- Exercise: Add 4 to each coordinate in the answer points of the listing, from its start through the line that contains "point(81, 280)", both ends included. Write out every line of that part with only those numbers changed, and leave the pictures out.

Named-object pointing records:

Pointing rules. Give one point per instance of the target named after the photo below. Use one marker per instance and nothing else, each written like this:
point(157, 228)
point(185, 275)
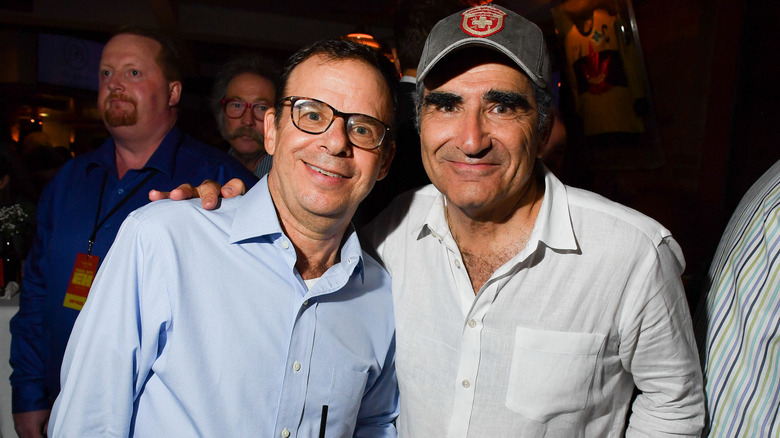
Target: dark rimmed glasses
point(315, 117)
point(235, 108)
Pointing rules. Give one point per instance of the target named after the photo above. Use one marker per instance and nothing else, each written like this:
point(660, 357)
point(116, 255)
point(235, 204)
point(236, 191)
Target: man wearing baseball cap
point(525, 307)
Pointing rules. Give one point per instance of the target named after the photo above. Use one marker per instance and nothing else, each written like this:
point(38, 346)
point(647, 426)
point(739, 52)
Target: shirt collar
point(163, 159)
point(552, 227)
point(256, 217)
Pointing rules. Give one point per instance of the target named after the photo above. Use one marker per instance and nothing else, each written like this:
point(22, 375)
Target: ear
point(269, 130)
point(174, 93)
point(387, 158)
point(544, 136)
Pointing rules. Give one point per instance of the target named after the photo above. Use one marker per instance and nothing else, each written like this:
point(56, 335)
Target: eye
point(362, 130)
point(312, 116)
point(504, 110)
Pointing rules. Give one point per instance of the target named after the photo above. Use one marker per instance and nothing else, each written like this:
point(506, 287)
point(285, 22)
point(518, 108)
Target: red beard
point(115, 116)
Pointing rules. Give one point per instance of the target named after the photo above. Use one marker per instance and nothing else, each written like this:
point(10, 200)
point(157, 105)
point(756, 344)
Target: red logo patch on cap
point(482, 21)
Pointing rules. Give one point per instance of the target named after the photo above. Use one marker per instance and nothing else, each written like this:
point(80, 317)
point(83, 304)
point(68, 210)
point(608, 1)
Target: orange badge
point(81, 280)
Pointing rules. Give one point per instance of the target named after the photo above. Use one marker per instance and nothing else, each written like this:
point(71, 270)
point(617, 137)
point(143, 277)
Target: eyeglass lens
point(316, 117)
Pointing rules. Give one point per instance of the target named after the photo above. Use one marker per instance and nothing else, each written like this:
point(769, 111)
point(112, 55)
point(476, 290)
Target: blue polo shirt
point(67, 215)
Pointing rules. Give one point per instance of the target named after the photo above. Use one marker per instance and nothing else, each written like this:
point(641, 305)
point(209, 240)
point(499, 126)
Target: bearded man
point(80, 211)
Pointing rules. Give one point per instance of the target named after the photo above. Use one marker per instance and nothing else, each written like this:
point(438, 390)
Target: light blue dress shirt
point(198, 324)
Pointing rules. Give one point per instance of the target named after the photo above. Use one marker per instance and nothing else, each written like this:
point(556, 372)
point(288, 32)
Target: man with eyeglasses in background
point(264, 317)
point(244, 89)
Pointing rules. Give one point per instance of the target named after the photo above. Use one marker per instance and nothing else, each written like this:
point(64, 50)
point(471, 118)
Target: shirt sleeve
point(109, 356)
point(28, 344)
point(658, 349)
point(379, 407)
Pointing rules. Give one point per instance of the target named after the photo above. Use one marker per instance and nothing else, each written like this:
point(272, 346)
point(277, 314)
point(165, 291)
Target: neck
point(487, 243)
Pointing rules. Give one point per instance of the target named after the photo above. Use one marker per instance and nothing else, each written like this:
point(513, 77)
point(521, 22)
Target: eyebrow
point(508, 98)
point(442, 98)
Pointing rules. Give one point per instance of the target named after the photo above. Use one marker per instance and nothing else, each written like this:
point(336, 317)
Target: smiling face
point(133, 94)
point(245, 134)
point(479, 134)
point(322, 175)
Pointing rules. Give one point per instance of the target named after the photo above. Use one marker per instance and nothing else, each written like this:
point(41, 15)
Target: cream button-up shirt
point(555, 341)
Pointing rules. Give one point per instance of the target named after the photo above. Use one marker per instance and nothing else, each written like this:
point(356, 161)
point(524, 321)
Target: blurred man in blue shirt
point(264, 318)
point(81, 209)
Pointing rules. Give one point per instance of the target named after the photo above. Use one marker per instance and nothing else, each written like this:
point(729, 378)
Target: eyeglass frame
point(246, 105)
point(336, 113)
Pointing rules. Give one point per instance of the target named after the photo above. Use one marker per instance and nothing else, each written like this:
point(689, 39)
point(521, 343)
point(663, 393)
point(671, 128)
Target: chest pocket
point(551, 372)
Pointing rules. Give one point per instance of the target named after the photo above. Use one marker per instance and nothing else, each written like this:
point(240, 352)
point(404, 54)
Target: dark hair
point(413, 21)
point(250, 63)
point(338, 50)
point(168, 59)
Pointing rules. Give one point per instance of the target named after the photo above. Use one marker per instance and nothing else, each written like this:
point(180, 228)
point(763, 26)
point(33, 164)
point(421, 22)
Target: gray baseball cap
point(493, 27)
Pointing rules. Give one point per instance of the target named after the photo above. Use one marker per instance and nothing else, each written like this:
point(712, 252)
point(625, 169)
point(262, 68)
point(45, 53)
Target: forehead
point(250, 86)
point(129, 48)
point(349, 85)
point(476, 71)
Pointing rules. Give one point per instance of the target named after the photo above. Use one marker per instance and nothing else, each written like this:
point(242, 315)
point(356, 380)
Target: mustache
point(245, 131)
point(119, 97)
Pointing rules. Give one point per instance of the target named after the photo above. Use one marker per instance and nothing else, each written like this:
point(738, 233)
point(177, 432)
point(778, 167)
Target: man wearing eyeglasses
point(264, 317)
point(244, 89)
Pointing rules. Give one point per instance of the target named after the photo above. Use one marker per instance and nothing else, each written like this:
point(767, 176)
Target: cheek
point(230, 124)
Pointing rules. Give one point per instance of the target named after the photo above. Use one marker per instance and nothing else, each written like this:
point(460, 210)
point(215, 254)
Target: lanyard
point(124, 200)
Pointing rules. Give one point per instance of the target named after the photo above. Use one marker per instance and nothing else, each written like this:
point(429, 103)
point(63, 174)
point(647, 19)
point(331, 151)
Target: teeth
point(324, 172)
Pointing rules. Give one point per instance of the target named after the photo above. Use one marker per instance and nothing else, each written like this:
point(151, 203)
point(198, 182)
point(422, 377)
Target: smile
point(324, 172)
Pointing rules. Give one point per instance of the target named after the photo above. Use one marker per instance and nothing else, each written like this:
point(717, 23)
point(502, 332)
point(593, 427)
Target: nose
point(472, 136)
point(114, 83)
point(335, 139)
point(248, 118)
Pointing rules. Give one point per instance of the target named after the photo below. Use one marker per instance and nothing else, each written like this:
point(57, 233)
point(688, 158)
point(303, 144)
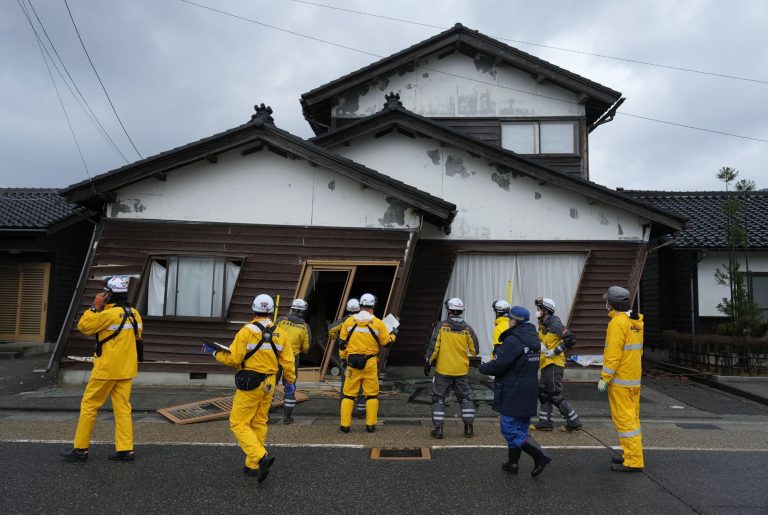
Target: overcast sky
point(177, 73)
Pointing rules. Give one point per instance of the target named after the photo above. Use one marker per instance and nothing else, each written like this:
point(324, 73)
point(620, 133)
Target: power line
point(100, 82)
point(666, 122)
point(61, 102)
point(541, 45)
point(92, 115)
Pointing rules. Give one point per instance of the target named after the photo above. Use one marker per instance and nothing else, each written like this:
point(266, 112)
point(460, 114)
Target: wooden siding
point(608, 264)
point(273, 262)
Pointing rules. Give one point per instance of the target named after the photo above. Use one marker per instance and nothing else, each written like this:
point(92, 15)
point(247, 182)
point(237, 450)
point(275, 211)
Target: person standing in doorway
point(453, 340)
point(621, 376)
point(118, 328)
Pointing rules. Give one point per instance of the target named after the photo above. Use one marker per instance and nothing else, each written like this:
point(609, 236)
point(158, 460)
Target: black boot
point(513, 455)
point(540, 460)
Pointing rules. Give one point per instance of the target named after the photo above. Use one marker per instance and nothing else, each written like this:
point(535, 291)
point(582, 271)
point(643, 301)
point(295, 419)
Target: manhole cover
point(400, 453)
point(693, 425)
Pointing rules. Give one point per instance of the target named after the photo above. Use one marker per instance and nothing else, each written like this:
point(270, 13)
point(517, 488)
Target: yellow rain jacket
point(295, 333)
point(550, 336)
point(264, 360)
point(118, 358)
point(500, 325)
point(449, 348)
point(622, 357)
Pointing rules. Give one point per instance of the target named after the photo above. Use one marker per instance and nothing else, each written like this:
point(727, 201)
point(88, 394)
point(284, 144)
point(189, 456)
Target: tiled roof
point(32, 208)
point(705, 214)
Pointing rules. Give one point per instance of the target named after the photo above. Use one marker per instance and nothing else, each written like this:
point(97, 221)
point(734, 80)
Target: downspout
point(68, 321)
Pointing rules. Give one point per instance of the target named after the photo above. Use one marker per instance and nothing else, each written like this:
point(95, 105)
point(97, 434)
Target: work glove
point(602, 386)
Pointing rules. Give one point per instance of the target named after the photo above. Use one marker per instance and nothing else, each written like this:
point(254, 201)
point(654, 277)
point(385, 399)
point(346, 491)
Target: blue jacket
point(515, 366)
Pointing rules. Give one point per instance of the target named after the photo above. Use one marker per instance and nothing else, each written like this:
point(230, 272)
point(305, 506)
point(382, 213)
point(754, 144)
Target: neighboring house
point(678, 289)
point(404, 202)
point(43, 243)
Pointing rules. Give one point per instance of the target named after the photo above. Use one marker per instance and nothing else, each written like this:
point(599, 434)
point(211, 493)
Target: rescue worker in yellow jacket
point(452, 341)
point(362, 335)
point(296, 334)
point(501, 321)
point(256, 352)
point(555, 340)
point(118, 328)
point(621, 377)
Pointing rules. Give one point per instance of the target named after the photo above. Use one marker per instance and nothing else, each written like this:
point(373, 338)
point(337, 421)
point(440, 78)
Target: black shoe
point(75, 455)
point(623, 468)
point(123, 456)
point(263, 470)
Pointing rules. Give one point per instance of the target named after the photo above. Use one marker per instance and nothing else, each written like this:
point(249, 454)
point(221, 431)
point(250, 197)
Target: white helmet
point(117, 284)
point(263, 303)
point(501, 306)
point(454, 304)
point(299, 305)
point(367, 300)
point(353, 305)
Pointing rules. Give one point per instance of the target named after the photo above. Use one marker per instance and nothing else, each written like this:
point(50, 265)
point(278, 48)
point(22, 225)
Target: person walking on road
point(296, 334)
point(256, 352)
point(118, 328)
point(452, 341)
point(621, 376)
point(555, 340)
point(515, 366)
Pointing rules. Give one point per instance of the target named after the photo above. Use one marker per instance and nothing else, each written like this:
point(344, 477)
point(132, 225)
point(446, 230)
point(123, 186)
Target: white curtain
point(479, 280)
point(156, 290)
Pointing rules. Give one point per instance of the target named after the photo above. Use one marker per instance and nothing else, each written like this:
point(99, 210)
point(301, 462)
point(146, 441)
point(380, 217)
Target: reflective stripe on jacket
point(622, 357)
point(118, 358)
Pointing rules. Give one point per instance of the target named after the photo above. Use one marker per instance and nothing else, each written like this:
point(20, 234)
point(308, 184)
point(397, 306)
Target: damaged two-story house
point(456, 167)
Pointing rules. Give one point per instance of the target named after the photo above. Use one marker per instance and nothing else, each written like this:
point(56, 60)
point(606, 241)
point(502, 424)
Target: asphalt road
point(207, 478)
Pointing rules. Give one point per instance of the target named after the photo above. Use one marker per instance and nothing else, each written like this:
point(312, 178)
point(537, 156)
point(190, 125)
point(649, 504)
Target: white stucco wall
point(492, 204)
point(711, 293)
point(261, 188)
point(495, 91)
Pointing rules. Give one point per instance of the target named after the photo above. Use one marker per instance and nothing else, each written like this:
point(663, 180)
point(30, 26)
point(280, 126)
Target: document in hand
point(391, 322)
point(218, 346)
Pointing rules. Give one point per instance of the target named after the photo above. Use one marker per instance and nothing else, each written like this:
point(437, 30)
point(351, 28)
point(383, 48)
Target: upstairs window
point(190, 286)
point(540, 137)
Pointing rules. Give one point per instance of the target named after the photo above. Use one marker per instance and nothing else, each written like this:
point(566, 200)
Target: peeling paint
point(395, 213)
point(455, 165)
point(502, 180)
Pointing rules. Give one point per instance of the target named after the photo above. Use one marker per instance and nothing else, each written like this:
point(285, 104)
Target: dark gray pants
point(441, 386)
point(551, 394)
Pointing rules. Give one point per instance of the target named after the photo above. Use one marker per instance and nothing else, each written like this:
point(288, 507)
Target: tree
point(744, 315)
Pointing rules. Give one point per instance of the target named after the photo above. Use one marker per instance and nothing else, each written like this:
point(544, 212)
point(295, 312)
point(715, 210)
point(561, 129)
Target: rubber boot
point(513, 456)
point(540, 459)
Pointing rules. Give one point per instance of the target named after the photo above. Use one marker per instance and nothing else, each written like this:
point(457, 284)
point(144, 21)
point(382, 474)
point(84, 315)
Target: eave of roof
point(436, 210)
point(599, 97)
point(398, 115)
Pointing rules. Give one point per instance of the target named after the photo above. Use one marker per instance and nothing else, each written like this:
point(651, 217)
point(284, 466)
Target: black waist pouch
point(249, 379)
point(358, 361)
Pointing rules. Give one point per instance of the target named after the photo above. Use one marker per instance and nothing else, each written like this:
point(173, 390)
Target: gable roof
point(395, 116)
point(32, 208)
point(597, 98)
point(259, 133)
point(706, 228)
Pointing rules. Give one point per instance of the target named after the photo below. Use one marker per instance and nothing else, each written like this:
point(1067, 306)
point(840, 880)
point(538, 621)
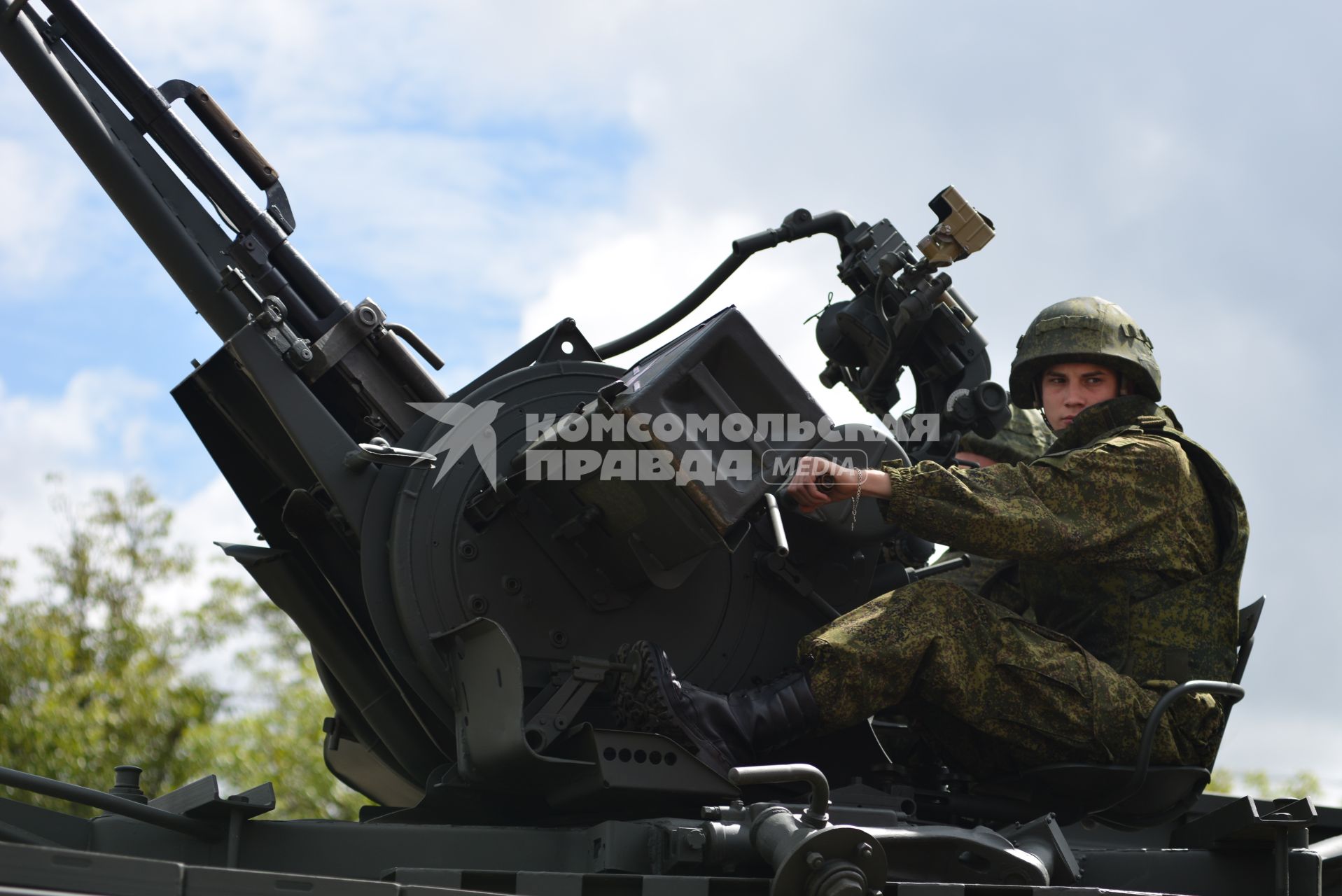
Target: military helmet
point(1024, 438)
point(1083, 329)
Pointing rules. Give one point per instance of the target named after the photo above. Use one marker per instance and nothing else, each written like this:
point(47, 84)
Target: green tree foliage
point(92, 678)
point(1263, 786)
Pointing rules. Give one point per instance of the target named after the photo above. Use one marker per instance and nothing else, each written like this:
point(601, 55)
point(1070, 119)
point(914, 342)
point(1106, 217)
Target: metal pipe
point(780, 537)
point(818, 813)
point(108, 802)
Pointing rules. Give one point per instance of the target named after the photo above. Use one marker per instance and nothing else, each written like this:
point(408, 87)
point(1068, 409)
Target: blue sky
point(486, 169)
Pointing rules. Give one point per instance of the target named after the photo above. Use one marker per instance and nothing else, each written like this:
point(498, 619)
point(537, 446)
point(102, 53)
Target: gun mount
point(463, 603)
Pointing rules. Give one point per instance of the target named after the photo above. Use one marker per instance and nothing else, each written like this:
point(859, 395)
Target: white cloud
point(1185, 172)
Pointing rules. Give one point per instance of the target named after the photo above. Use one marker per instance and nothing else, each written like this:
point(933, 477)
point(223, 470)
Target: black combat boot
point(725, 730)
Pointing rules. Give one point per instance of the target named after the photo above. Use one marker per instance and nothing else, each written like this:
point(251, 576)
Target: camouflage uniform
point(1023, 439)
point(1131, 540)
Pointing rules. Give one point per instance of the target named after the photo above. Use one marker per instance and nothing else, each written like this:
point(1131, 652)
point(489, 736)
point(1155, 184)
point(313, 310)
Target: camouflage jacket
point(1131, 538)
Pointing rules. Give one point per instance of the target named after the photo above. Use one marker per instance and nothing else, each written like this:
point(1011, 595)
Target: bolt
point(127, 784)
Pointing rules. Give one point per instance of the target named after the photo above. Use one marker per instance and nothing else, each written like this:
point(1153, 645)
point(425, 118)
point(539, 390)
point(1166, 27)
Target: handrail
point(111, 802)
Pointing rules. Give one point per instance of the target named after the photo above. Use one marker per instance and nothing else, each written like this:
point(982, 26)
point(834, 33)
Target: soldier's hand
point(820, 482)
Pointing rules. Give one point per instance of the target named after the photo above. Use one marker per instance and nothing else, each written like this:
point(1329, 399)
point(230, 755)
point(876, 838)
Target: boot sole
point(641, 702)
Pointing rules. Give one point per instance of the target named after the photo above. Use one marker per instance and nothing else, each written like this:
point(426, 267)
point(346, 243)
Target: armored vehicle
point(468, 565)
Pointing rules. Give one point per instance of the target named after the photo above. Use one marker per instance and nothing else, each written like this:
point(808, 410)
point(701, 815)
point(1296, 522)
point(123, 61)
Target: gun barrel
point(171, 222)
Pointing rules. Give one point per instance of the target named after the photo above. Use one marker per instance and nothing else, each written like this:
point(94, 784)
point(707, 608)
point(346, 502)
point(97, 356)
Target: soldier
point(1131, 541)
point(1023, 439)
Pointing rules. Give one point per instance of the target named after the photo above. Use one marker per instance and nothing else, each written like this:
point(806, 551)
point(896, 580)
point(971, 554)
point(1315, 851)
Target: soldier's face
point(1067, 389)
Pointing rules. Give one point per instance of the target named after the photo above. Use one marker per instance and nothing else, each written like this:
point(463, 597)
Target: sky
point(484, 169)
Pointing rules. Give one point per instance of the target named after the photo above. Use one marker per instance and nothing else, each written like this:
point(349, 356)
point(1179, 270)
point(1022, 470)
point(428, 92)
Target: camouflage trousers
point(998, 694)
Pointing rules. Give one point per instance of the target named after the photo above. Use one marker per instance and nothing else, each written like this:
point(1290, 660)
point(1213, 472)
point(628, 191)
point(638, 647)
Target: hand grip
point(228, 134)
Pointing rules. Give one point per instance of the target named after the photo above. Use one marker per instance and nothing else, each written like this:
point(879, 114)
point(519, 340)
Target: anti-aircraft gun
point(465, 568)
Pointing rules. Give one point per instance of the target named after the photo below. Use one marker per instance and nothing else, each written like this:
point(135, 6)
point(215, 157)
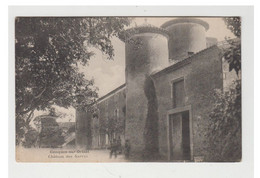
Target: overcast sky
point(109, 74)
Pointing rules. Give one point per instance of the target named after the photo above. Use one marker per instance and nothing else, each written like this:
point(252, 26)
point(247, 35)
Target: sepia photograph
point(104, 89)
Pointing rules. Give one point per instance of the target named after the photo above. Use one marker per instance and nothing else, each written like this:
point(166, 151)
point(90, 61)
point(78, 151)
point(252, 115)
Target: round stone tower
point(187, 36)
point(146, 51)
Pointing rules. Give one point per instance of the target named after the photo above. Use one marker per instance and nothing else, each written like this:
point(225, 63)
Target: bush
point(223, 132)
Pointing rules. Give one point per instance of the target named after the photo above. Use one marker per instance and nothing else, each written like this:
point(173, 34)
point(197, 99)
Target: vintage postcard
point(128, 89)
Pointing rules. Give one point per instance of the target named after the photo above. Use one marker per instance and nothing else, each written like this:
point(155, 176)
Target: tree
point(223, 129)
point(224, 125)
point(48, 51)
point(233, 53)
point(51, 133)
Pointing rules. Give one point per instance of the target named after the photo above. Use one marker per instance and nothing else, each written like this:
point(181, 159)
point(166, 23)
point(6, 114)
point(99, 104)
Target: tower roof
point(142, 29)
point(185, 20)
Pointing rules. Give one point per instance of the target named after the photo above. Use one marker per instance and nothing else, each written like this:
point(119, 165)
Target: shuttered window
point(178, 93)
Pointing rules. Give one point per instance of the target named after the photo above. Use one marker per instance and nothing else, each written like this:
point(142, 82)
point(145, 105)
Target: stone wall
point(202, 74)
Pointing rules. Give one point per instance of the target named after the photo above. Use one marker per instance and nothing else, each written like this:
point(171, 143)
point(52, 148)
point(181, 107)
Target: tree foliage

- Solution to the exercise:
Pointing rules. Give one point per instance of the target named after the photo below. Use one marker per instance and nothing else, each written like this:
point(157, 228)
point(185, 275)
Target: dark rimmed glasses
point(319, 121)
point(239, 112)
Pointing rules. Give one point per instance of the target named after the photo above. Use one marker per instance and nothing else, each written like this:
point(660, 357)
point(116, 255)
point(235, 204)
point(236, 191)
Target: man wearing baseball cap
point(529, 311)
Pointing rules. Give one point per instance of the target named after the photo above. Use one marker per instance and nothing else, each written like this:
point(38, 346)
point(647, 426)
point(739, 52)
Target: shirt collar
point(167, 163)
point(556, 231)
point(260, 221)
Pointing rules. Give one point per instance of the target named after the photo above. Use one marker per instance and nothing else, each written like this:
point(22, 375)
Target: ear
point(273, 134)
point(178, 97)
point(391, 162)
point(548, 140)
Pointing rules. Give one point per instance of the target named after the photo above. Use one marker per instance and nothing else, each written like this:
point(56, 335)
Target: eye
point(366, 134)
point(316, 120)
point(508, 114)
Pointing rules. Give one point per instance of the target named after the photo above. Use one marker per instance and nothing else, each written like this:
point(506, 287)
point(285, 22)
point(518, 108)
Target: red beard
point(119, 120)
Pointing rules. Give one point per instance of the target named after the photo above. Use one marker per instance and nothing else, each written like this:
point(10, 200)
point(157, 105)
point(756, 344)
Target: red logo patch on cap
point(486, 25)
Pointing rules. Give one point per instance of the target named after the photo above. Use one marker per instance and nothing else, each written like this:
point(80, 317)
point(83, 304)
point(68, 210)
point(608, 1)
Target: orange badge
point(85, 284)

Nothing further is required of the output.